Material for this exercise section start

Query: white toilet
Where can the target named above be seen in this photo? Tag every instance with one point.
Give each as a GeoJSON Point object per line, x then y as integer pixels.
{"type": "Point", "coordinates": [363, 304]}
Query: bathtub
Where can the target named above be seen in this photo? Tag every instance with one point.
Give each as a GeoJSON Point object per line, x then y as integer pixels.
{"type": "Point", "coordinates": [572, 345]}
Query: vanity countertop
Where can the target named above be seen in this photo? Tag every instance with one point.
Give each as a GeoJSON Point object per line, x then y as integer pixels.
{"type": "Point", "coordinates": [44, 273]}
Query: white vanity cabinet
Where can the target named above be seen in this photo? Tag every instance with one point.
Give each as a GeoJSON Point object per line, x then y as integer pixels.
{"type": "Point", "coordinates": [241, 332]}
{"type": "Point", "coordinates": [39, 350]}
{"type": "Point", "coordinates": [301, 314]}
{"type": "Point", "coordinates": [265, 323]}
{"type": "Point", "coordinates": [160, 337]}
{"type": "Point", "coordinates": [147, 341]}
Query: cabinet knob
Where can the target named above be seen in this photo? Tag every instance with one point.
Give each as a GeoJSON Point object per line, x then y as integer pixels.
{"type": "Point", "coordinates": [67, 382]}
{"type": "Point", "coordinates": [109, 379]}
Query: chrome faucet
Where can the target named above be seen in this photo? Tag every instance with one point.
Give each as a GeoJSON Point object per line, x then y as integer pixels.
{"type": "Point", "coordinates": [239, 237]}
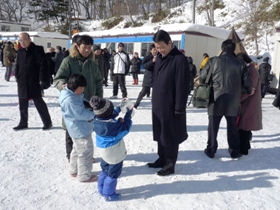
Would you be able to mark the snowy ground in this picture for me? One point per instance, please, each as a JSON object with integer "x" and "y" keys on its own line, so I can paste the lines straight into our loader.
{"x": 34, "y": 171}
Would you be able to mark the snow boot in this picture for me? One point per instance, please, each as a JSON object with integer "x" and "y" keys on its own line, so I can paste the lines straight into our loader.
{"x": 101, "y": 179}
{"x": 109, "y": 189}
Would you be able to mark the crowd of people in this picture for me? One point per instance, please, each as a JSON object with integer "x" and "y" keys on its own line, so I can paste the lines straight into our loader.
{"x": 81, "y": 73}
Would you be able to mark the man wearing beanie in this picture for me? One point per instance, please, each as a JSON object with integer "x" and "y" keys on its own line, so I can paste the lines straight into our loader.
{"x": 80, "y": 61}
{"x": 78, "y": 119}
{"x": 120, "y": 67}
{"x": 264, "y": 71}
{"x": 109, "y": 140}
{"x": 100, "y": 61}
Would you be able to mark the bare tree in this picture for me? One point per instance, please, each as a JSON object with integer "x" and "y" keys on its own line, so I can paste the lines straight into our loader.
{"x": 256, "y": 16}
{"x": 129, "y": 13}
{"x": 12, "y": 10}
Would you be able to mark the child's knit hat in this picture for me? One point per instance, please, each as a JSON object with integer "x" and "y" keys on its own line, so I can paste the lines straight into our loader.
{"x": 102, "y": 108}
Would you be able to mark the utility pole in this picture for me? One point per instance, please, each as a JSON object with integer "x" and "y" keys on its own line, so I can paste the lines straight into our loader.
{"x": 194, "y": 11}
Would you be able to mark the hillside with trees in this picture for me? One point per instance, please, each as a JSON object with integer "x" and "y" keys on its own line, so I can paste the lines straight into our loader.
{"x": 257, "y": 19}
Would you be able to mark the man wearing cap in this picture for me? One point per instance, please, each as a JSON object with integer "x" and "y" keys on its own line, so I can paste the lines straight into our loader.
{"x": 120, "y": 67}
{"x": 32, "y": 76}
{"x": 9, "y": 55}
{"x": 264, "y": 71}
{"x": 100, "y": 61}
{"x": 80, "y": 61}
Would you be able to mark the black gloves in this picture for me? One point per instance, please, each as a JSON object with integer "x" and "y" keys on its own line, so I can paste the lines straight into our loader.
{"x": 87, "y": 105}
{"x": 179, "y": 114}
{"x": 45, "y": 85}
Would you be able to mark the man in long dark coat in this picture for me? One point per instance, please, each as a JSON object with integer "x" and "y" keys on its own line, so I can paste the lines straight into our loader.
{"x": 229, "y": 76}
{"x": 170, "y": 94}
{"x": 32, "y": 75}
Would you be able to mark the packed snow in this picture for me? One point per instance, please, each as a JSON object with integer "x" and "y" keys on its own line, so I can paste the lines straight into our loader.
{"x": 34, "y": 169}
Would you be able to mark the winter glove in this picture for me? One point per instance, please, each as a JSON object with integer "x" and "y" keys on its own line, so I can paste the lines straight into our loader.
{"x": 45, "y": 85}
{"x": 87, "y": 105}
{"x": 121, "y": 120}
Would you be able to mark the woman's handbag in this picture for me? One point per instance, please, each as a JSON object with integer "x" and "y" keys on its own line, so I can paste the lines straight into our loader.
{"x": 201, "y": 93}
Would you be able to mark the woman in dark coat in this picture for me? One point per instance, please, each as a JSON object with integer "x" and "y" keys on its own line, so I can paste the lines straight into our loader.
{"x": 193, "y": 72}
{"x": 170, "y": 93}
{"x": 250, "y": 108}
{"x": 276, "y": 102}
{"x": 135, "y": 67}
{"x": 149, "y": 64}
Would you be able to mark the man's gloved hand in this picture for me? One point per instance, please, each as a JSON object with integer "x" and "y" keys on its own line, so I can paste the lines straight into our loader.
{"x": 45, "y": 85}
{"x": 87, "y": 105}
{"x": 179, "y": 114}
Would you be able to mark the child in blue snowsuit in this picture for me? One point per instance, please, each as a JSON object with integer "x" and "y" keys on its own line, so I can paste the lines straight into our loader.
{"x": 109, "y": 140}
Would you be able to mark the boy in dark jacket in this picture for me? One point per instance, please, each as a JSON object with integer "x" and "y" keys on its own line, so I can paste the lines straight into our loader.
{"x": 109, "y": 140}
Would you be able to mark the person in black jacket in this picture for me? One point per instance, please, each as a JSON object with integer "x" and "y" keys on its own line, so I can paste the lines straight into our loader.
{"x": 193, "y": 72}
{"x": 148, "y": 63}
{"x": 264, "y": 71}
{"x": 229, "y": 76}
{"x": 107, "y": 57}
{"x": 135, "y": 67}
{"x": 32, "y": 74}
{"x": 50, "y": 63}
{"x": 169, "y": 99}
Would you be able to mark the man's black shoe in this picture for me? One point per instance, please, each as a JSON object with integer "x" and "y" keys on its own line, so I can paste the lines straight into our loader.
{"x": 210, "y": 155}
{"x": 46, "y": 127}
{"x": 236, "y": 156}
{"x": 166, "y": 170}
{"x": 20, "y": 127}
{"x": 157, "y": 164}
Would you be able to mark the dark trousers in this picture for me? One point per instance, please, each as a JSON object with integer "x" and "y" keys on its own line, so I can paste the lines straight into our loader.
{"x": 106, "y": 71}
{"x": 232, "y": 134}
{"x": 245, "y": 137}
{"x": 8, "y": 72}
{"x": 112, "y": 170}
{"x": 69, "y": 144}
{"x": 41, "y": 108}
{"x": 119, "y": 79}
{"x": 144, "y": 91}
{"x": 168, "y": 153}
{"x": 264, "y": 89}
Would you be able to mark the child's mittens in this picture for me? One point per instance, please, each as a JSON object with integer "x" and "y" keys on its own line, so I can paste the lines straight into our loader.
{"x": 87, "y": 105}
{"x": 121, "y": 120}
{"x": 125, "y": 104}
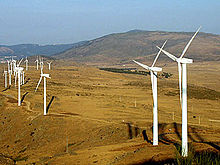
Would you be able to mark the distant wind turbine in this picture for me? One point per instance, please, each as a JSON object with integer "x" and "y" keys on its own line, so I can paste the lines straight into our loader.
{"x": 45, "y": 96}
{"x": 183, "y": 91}
{"x": 49, "y": 63}
{"x": 153, "y": 70}
{"x": 37, "y": 62}
{"x": 18, "y": 71}
{"x": 26, "y": 62}
{"x": 5, "y": 74}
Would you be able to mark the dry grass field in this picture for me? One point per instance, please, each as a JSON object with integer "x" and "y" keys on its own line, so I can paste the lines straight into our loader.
{"x": 93, "y": 119}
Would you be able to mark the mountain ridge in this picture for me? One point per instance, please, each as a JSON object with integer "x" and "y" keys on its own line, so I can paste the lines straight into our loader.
{"x": 140, "y": 44}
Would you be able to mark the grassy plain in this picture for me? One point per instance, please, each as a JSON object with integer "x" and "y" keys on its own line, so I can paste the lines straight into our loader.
{"x": 99, "y": 117}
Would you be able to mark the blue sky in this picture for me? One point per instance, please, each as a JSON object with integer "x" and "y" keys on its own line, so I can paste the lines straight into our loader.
{"x": 69, "y": 21}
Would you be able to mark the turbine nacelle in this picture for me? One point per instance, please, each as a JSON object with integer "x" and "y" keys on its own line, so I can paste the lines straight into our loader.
{"x": 184, "y": 60}
{"x": 45, "y": 75}
{"x": 19, "y": 69}
{"x": 155, "y": 69}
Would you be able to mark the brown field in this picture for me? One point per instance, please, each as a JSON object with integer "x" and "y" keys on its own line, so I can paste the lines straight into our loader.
{"x": 92, "y": 118}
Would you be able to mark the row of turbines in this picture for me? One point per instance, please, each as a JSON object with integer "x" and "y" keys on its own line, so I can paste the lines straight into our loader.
{"x": 18, "y": 72}
{"x": 181, "y": 61}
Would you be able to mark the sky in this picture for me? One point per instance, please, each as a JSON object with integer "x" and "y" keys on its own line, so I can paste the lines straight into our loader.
{"x": 70, "y": 21}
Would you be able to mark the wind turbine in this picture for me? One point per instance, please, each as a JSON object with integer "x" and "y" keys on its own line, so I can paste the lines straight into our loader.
{"x": 9, "y": 77}
{"x": 37, "y": 62}
{"x": 23, "y": 77}
{"x": 49, "y": 63}
{"x": 26, "y": 62}
{"x": 18, "y": 71}
{"x": 45, "y": 96}
{"x": 8, "y": 65}
{"x": 19, "y": 62}
{"x": 153, "y": 70}
{"x": 41, "y": 64}
{"x": 183, "y": 95}
{"x": 5, "y": 74}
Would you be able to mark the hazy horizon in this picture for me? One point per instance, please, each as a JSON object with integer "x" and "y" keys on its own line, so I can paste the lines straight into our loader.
{"x": 46, "y": 22}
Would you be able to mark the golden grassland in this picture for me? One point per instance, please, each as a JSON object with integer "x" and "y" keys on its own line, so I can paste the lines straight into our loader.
{"x": 99, "y": 117}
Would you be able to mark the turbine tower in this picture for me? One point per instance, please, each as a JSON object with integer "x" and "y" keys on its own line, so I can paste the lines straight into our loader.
{"x": 153, "y": 70}
{"x": 18, "y": 71}
{"x": 45, "y": 97}
{"x": 37, "y": 62}
{"x": 5, "y": 74}
{"x": 26, "y": 62}
{"x": 183, "y": 86}
{"x": 49, "y": 63}
{"x": 9, "y": 77}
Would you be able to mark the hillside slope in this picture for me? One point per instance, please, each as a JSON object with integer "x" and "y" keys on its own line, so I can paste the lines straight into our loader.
{"x": 136, "y": 44}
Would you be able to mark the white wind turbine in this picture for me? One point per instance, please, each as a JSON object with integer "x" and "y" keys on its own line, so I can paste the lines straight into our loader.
{"x": 18, "y": 71}
{"x": 9, "y": 62}
{"x": 5, "y": 74}
{"x": 37, "y": 62}
{"x": 42, "y": 63}
{"x": 183, "y": 95}
{"x": 45, "y": 96}
{"x": 9, "y": 77}
{"x": 153, "y": 70}
{"x": 49, "y": 63}
{"x": 26, "y": 62}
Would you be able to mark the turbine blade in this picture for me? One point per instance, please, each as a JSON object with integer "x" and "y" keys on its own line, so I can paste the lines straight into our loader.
{"x": 168, "y": 54}
{"x": 180, "y": 81}
{"x": 142, "y": 65}
{"x": 20, "y": 62}
{"x": 159, "y": 53}
{"x": 38, "y": 83}
{"x": 187, "y": 46}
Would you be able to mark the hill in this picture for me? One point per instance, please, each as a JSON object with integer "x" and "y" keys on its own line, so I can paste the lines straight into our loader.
{"x": 121, "y": 48}
{"x": 35, "y": 49}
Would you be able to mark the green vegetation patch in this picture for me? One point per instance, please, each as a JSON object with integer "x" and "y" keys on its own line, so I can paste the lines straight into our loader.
{"x": 202, "y": 93}
{"x": 127, "y": 71}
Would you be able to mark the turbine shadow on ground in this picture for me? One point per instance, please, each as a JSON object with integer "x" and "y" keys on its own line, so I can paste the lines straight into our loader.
{"x": 48, "y": 107}
{"x": 146, "y": 137}
{"x": 6, "y": 88}
{"x": 26, "y": 81}
{"x": 130, "y": 132}
{"x": 202, "y": 140}
{"x": 22, "y": 99}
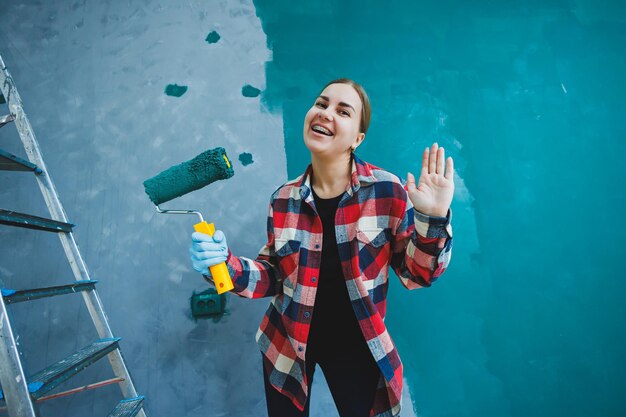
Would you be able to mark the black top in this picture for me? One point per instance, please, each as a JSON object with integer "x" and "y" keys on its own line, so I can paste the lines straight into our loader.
{"x": 334, "y": 330}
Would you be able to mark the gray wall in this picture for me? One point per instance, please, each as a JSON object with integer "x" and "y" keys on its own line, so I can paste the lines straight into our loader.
{"x": 92, "y": 77}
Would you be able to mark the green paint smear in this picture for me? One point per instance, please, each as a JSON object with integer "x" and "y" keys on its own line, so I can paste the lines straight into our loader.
{"x": 245, "y": 158}
{"x": 175, "y": 90}
{"x": 527, "y": 309}
{"x": 213, "y": 37}
{"x": 249, "y": 91}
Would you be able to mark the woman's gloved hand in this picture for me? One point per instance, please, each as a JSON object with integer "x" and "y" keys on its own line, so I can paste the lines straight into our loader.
{"x": 206, "y": 251}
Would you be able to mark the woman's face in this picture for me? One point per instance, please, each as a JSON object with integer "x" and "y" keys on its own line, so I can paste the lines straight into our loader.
{"x": 332, "y": 125}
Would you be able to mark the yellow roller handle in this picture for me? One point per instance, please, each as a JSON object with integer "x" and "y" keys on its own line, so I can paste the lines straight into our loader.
{"x": 219, "y": 272}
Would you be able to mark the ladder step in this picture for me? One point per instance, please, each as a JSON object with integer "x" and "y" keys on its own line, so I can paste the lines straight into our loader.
{"x": 6, "y": 119}
{"x": 16, "y": 296}
{"x": 127, "y": 408}
{"x": 10, "y": 162}
{"x": 13, "y": 218}
{"x": 49, "y": 378}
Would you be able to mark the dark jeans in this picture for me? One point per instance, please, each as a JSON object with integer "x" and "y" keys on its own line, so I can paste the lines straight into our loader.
{"x": 352, "y": 383}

Material for this exercise section end

## Exercise aim
Every line above that holds the word "cabinet" should be copied out.

## Solution
Query: white vanity cabinet
Query: cabinet knob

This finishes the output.